§ WRITTEN TASK A
In the blog post about the Portsmouth conference, which strand did the writer mostly attend?
§ WRITTEN TASK B
Reproduce word for word the part of the blog post about the Portsmouth conference starting with "I’ll start off" and going on through "any more children!".
§ WRITTEN TASK C
Pick up the blog post about the Portsmouth conference where it stops and carry it on.

§ EXTRACT PROVIDED
-=-=-=-=-
Social History Society Conference, Portsmouth 2015

I spent the bulk of this week in Portsmouth for the annual Social History Society conference.  For the uninitiated, this is a very big event in the social/cultural historian’s year - three(ish) days packed with talks, as well as chances to network, talk to publishers and buy discounted books.  For each session (typically an hour and a half or two hours long) there are panels in seven ‘strands’ to choose from - I mostly attended the Life-cycles & Life-styles strand, though I also dipped into panels on Economies, Culture & Consumption, Narratives, Emotions and the Self, and Spaces & Places (the other three are Deviance, Inclusion & Exclusion, Global & Transnational Approaches and Political Cultures, Policy & Citizenship - all of which had appealling-looking papers, but alas I cannot split myself in two!).  I often found it difficult to decide which panel to attend as so many looked so good!  As I listened to 25 20-minute papers (26 if you include my own), it would be highly impractical to write about them all, so this blog is about a selection that really stood out for me for reasons relevant, semi-relevant, or totally irrelevant to my own current interests.  If I went to your talk but haven’t written about you here, please be assured that I did find your paper interesting and well-delivered - there was a very high standard!

I’ll start off by writing about some papers that really put me in mind of my own research into the experiences of only children.  Sarah Fox’s paper, ‘‘I thanked God for so great a Blessing’: Becoming a Grandparent in eighteenth-century England’ particularly struck a chord with me, as one of the questions I’ve been asking in my own research is how only children got on with their extended family, including grandparents, and Fox’s findings that grandparents have spoilt their grandchildren probably since time immemorial and often had great involvement in their grandchildren’s lives even if they didn’t get on with the middle generation accords well with my own findings from the two succeeding centuries.  I also loved her example of a wilful grand-daughter who got a love from her grandmother and a lot of frustration from her mother, who exasperatedly said she didn’t want any more children!
-=-=-=-=-
Rows from a box labeling dataset
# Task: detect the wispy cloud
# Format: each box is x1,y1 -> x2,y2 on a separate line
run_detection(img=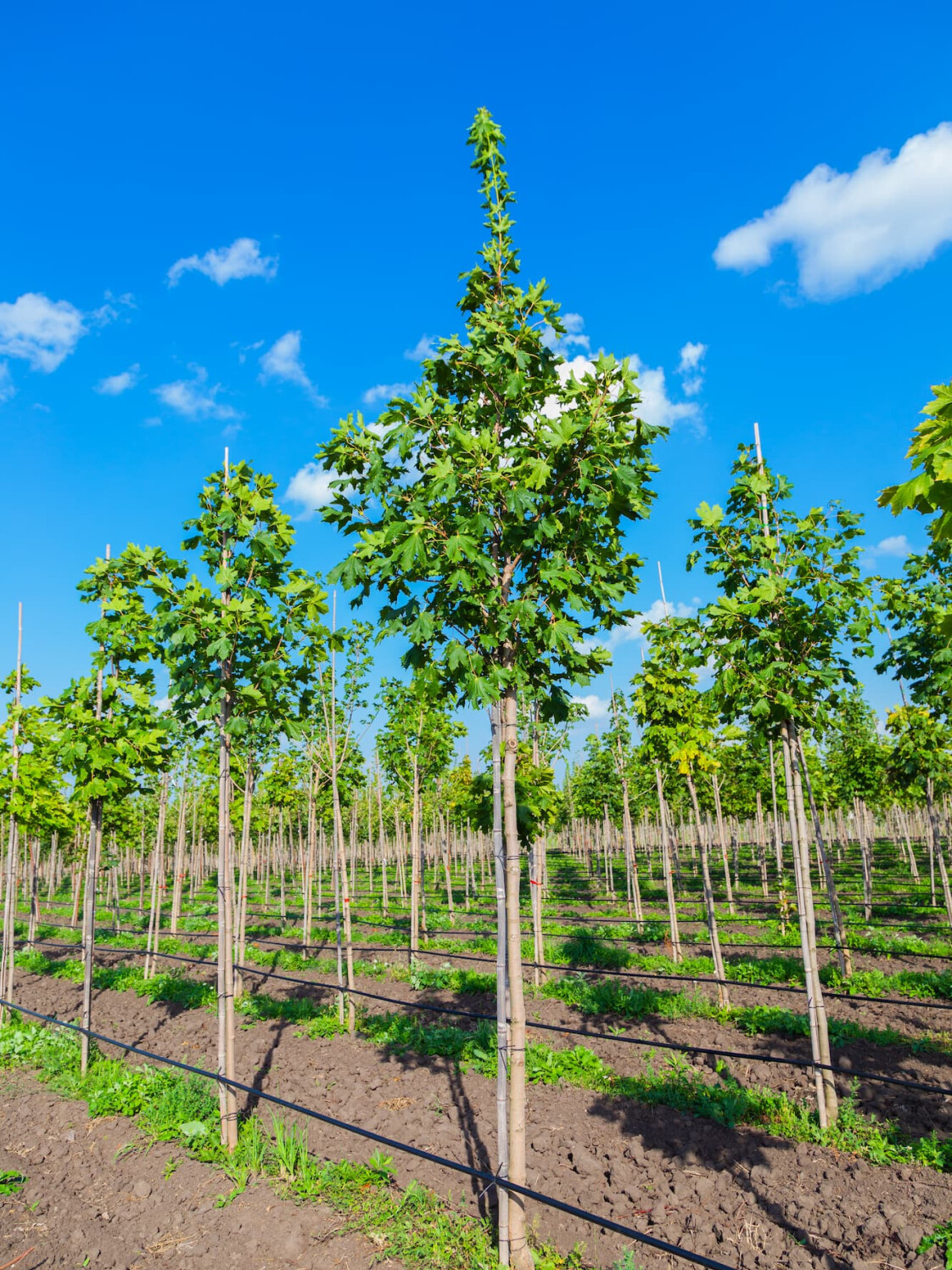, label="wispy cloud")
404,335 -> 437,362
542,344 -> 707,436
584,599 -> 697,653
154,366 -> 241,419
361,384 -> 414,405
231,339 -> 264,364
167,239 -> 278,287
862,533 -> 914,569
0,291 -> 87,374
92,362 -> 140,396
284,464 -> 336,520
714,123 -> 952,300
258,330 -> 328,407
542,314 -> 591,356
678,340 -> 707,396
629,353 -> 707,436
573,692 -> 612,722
-=-=-=-=-
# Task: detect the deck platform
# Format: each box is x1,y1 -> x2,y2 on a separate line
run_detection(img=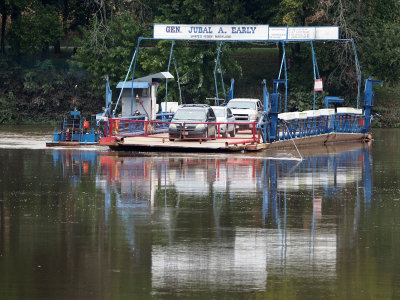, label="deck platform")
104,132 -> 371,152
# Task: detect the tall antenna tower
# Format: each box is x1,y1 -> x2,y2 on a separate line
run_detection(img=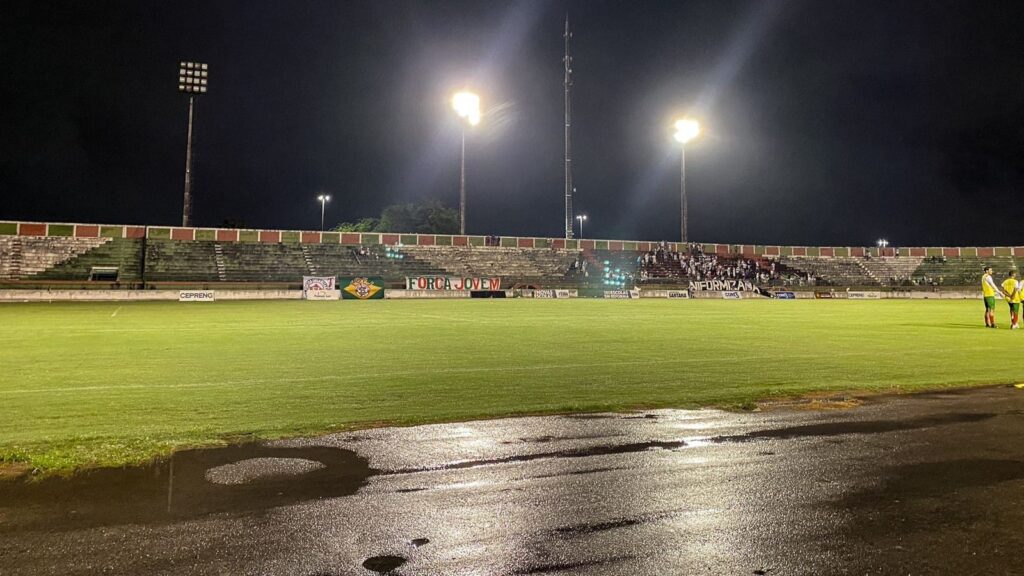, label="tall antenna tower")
-=-=-=-=-
§ EXPECTED OUTPUT A
The Life-cycles & Life-styles strand.

§ EXPECTED OUTPUT B
I’ll start off by writing about some papers that really put me in mind of my own research into the experiences of only children.  Sarah Fox’s paper, ‘‘I thanked God for so great a Blessing’: Becoming a Grandparent in eighteenth-century England’ particularly struck a chord with me, as one of the questions I’ve been asking in my own research is how only children got on with their extended family, including grandparents, and Fox’s findings that grandparents have spoilt their grandchildren probably since time immemorial and often had great involvement in their grandchildren’s lives even if they didn’t get on with the middle generation accords well with my own findings from the two succeeding centuries.  I also loved her example of a wilful grand-daughter who got a love from her grandmother and a lot of frustration from her mother, who exasperatedly said she didn’t want any more children!

§ EXPECTED OUTPUT C
I’ve written about Maria Cannon’s work in a previous post and found her paper at this conference, ‘(Family) Life After Death: Parent-child relationships and domestic authority in England c. 1450-1620′, equally thought-provoking.  One of the two case studies Cannon presented was that of Anne Clifford, a seventeenth-century woman who was effectively an only child (she had had two brothers, but both had died in childhood) and had to fight for her inheritance after her father died when she was 15 and left his lands to his nephews rather than pass them to a woman, and therefore risking them passing on to her husband’s family.  I was particularly impressed by Anne’s close relationship with her mother, who helped her fight for her inheritance and generally provided advice, care, support and reassurance throughout her life.

Andrea Thompson’s paper, ‘‘Just a relationship?:’ Marriage in 1960s Scotland was also extremely interesting and useful.  Thompson interviewed women who had married in the early 1970s about what their expectations of marriage had been.  What really captivated me in this paper was that these women’s parents had been ambitious for them, and wanted them to ascend the social scale and have better lives than they had had - though within prescribed social expectations, with marriage always the endgame.  The women themselves had sought personal fulfilment in marriage.  A very interesting example was an only daughter (I wasn’t sure if she was the only child) of a very controlling mother - this woman had been adamant that she didn’t want to marry someone like her father, described as a quiet doormat.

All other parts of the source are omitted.